- **DIRECTIONS**:
Rewrite the part of the items that opens with the line containing "class:chain link fence | box_all" and closes with the line containing "[0,39,131,98]", replacing "white stucco wall" with "white plaster wall" and keeping everything else the same. Return only those lines.

## START

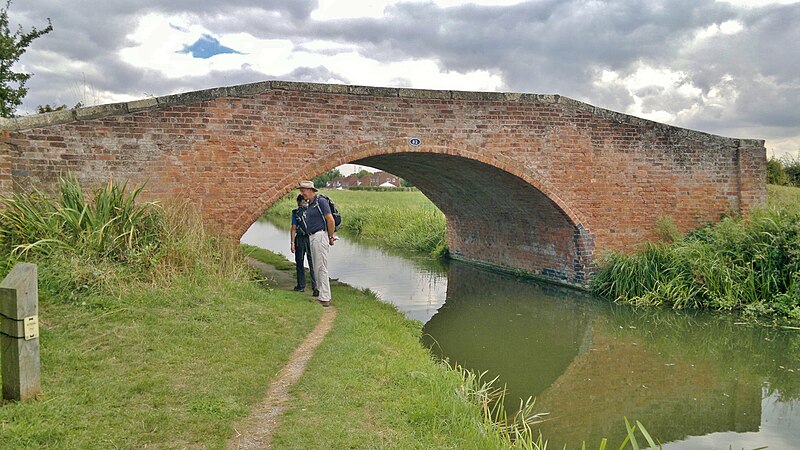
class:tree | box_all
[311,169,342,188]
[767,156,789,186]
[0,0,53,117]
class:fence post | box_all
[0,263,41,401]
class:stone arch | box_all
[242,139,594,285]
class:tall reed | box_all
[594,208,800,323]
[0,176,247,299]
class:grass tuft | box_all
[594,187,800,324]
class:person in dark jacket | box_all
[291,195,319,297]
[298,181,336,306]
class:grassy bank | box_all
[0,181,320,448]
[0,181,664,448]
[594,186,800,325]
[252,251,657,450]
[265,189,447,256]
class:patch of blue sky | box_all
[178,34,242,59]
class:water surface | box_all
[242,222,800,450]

## END
## START

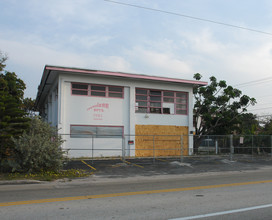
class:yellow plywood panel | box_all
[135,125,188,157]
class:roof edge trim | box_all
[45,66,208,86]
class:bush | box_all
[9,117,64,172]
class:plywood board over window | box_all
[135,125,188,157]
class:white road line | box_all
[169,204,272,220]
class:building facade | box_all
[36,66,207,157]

## END
## START

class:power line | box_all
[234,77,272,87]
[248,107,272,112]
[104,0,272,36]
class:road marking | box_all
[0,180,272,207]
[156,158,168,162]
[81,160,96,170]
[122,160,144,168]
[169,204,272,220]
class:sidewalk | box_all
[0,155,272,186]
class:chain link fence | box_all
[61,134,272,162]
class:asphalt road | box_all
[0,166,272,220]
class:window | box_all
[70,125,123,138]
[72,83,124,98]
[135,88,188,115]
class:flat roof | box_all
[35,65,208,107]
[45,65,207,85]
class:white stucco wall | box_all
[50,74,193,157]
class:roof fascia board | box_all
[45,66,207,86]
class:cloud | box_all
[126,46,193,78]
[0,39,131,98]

## END

- **RESULT FOR THIS EXERCISE**:
class:chain link fence | box_all
[61,134,272,162]
class:asphalt road | box_all
[0,166,272,220]
class:window | box_all
[70,125,123,138]
[72,83,124,98]
[135,88,188,115]
class:flat roof | box_all
[35,65,208,107]
[45,65,207,85]
class:white plaster wall | box_all
[50,74,193,157]
class:roof fascia board | box_all
[45,66,207,86]
class:cloud | box_all
[126,46,193,78]
[0,39,131,98]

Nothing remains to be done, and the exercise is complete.